DOCUMENT EXTRACT>
But it’s not just about technology this week. Other industries that will see reports include energy, restaurants, retailers and industrials along with a handful of home builders. The home builders have surprised the Street by soaring this year even as earnings estimates are being slashed for 2023 as high mortgage rates put a damper on home buying.
5 Hot Stocks
A lot of the popular growth stocks have seen big rallies to start 2023. These five stocks are just a few of them.
Not only are they trading at, or near, 52-week highs, but they all have excellent earnings surprise track records.
Will they beat again?
5 Earnings Charts at 52-Week Highs
1. Meritage Homes (MTH - Free Report)
Meritage Homes is one of the home builder stocks that has rallied big in 2023. Shares are up 12% year-to-date and are up 6% over the last year.
Meritage Homes has a great earnings surprise track record. It has only missed once in the last 5 years and it was in 2018. That’s impressive during the pandemic.
Shares continue to be cheap, with a forward P/E of 8.8 but earnings of Meritage Homes are expected to fall 54% in 2023.
Is Meritage Homes over bought?
2. Ferrari N.V. (RACE - Free Report)
Ferrari has beat on earnings 9 quarters in a row. It has only missed 3 times in the last 5 years.
Shares of Ferrari are up 17.3% year-to-date and is in the green over the last year, up 9.2%.

TO DO>
(A) According to the earnings article, how many quarters in a row has Ferrari beaten on earnings?
(B) Continue the earnings article on hot stocks from its last sentence.
The items that follow were taken from a separate source and are unrelated to the earnings article.

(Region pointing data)

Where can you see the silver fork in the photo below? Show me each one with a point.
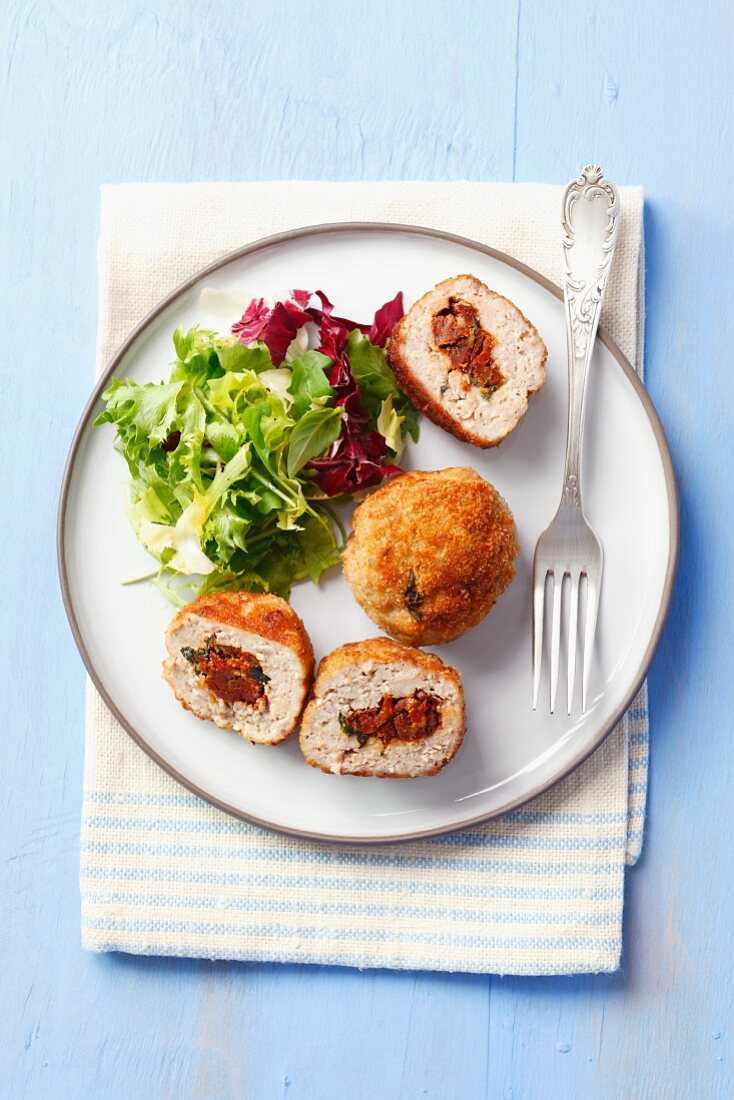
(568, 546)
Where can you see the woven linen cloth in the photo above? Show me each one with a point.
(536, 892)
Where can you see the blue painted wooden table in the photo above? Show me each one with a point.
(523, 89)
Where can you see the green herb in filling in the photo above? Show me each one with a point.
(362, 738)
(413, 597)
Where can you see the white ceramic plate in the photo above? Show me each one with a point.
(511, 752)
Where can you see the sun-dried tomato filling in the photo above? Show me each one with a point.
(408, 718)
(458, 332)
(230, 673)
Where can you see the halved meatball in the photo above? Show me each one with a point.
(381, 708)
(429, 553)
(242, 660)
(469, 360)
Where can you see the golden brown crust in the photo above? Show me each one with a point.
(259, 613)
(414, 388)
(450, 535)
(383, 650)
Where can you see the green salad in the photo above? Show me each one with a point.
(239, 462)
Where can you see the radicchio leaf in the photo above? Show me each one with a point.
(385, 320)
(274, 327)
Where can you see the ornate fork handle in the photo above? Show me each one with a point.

ANSWERS TO THE EXERCISES>
(A) Nine quarters in a row.

(B)
But Ferrari doesn’t come cheap. It trades at a forward P/E of 43.
Is the Street too bullish on Ferrari or is the rally justified?
3. e.l.f. Beauty, Inc. (ELF - Free Report)
e.l.f. Beauty has beat on earnings 7 quarters in a row and has only missed one time in the last 5 years and it was in early 2021.
Shares of e.l.f. Beauty have soared in the last year, adding 106%. They have broken out to new 5-year highs. However, this year, shares are up just 3.2%.
e.l.f. Beauty is definitely not a value stock in 2023. It trades with a forward P/E of 50.
Is e.l.f. Beauty too hot to handle?
4. Starbucks (SBUX - Free Report)
Starbucks has missed just 2 times in the last 5 years but those misses were last year.
However, even with the rocky track record last year, shares of Starbucks are hitting new 52-week highs heading into this report. It’s up 9.3% year-to-date and has gained 11.9% over the last year, while the S&P 500 was still down 8% during that same time.
Starbucks is no longer a deal on a P/E basis either, as it trades at 32x.
With China, it’s second largest market, re-opening, does Starbucks still have further to run?
5. Deckers Outdoor Corp. (DECK - Free Report)
Deckers has an outstanding earnings surprise chart with just one miss in the last 5 years. It was in 2021.
Shares of Deckers have soared over the last year, gaining 40% during that time. Even in 2023, the gains have continued, as the stock added 5.3%.
But Deckers isn’t cheap either. It is trading with a forward P/E of 23.5. However, compared to some of the others in this group of 5 companies, these shares seem pretty affordable.
Is Deckers still a buying opportunity?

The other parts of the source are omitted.